Estratto del documento:
◆ ◆ ◆ ◆
Le gigafactory e il nanismo nel cervello

Il mondo non finirà, Covid o non Covid, con Putin o senza Putin, perchè anche le tempeste più perfette prima o poi si chetano. Ma - questo è certo - il mondo non finirà. Negli abissi dello sconforto e dello sconcerto che vediamo giorno dopo giorno, chi pensa ai prossimi tre-cinque anni va avanti, progetta, pensa, studia nuove cose, nuovi investimenti.
La Intelpensa di investire una ottantina di miliardi in Europa per fare una nuova fabbrica di sensori et similia. Le chiamano gigafactory, grandi fabbriche per il nuovo mondo, quello senza petrolio. Forse, ma forse, all’Italia toccherà un pezzetto di questo investimento: il packaging, ovvero l’impacchettamento, che è una cosa importante, intendiamoci, ma non è certo il cuore dell’investimento che andrà un po’ in Francia e il resto in Germania dove la Tesla ha annunciato sua volta l’avvio di una gigafactory per batterie.
◆ ◆ ◆ ◆
Materiale di studio:
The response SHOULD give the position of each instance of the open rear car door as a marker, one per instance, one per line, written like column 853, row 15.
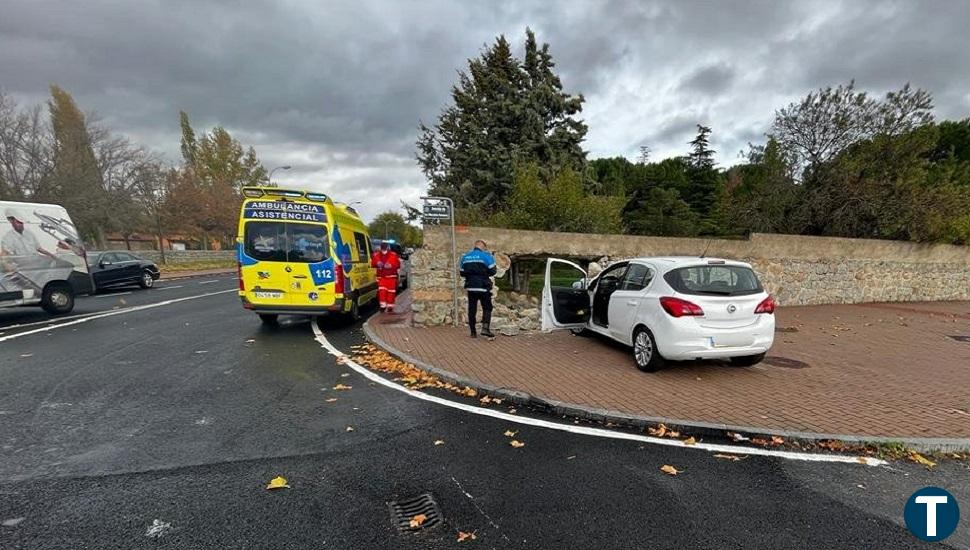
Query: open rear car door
◆ ◆ ◆ ◆
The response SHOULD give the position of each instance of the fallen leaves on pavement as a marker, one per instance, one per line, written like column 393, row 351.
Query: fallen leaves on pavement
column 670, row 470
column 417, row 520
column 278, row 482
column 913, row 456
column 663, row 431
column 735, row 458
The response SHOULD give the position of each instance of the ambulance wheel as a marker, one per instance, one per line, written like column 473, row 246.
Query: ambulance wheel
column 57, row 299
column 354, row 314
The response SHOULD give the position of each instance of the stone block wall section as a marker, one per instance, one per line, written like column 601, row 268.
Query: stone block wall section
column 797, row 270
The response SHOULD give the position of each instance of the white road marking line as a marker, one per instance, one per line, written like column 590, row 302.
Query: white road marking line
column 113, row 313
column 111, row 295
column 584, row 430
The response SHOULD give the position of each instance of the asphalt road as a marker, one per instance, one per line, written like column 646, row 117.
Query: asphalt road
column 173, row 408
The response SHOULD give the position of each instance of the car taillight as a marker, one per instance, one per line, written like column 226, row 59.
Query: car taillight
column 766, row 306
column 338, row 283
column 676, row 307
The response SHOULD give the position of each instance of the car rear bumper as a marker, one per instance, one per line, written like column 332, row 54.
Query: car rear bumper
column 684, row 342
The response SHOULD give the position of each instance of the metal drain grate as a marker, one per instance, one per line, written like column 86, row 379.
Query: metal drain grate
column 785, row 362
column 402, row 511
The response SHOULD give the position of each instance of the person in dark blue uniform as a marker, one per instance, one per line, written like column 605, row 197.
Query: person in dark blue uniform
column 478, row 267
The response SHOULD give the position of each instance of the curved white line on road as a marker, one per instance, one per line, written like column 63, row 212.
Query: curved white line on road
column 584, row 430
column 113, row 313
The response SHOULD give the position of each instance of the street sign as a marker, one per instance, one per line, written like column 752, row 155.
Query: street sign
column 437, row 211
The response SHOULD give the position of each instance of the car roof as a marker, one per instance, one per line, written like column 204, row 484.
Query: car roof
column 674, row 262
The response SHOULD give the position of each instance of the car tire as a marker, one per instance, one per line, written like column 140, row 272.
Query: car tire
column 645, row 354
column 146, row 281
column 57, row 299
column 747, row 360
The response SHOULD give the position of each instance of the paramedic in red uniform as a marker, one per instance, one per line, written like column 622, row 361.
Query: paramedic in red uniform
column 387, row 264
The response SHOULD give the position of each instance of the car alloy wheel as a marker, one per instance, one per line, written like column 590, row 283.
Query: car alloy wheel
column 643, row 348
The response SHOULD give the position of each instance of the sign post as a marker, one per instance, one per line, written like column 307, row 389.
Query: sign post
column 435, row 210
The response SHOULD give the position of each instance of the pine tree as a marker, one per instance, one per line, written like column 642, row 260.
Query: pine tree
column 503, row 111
◆ ◆ ◆ ◆
I tuoi compiti:
(1) Trascrivi con esattezza il brano dell'articolo sulle gigafactory che va da "Le gigafactory e" fino a "cose, nuovi investimenti." compreso.
(2) Rispondi a queste domande sull'articolo sulle gigafactory:
(a) A quanti anni futuri pensa chi, secondo l'articolo, va avanti e progetta?
(b) Quale parte dell'investimento potrebbe toccare all'Italia?
(c) Per che cosa la Tesla ha annunciato una gigafactory in Germania?

Risposte numerate:
(1)
Le gigafactory e il nanismo nel cervello

Il mondo non finirà, Covid o non Covid, con Putin o senza Putin, perchè anche le tempeste più perfette prima o poi si chetano. Ma - questo è certo - il mondo non finirà. Negli abissi dello sconforto e dello sconcerto che vediamo giorno dopo giorno, chi pensa ai prossimi tre-cinque anni va avanti, progetta, pensa, studia nuove cose, nuovi investimenti.

(2)
(a) Ai prossimi tre-cinque anni.
(b) Il packaging, ovvero l'impacchettamento.
(c) Per le batterie.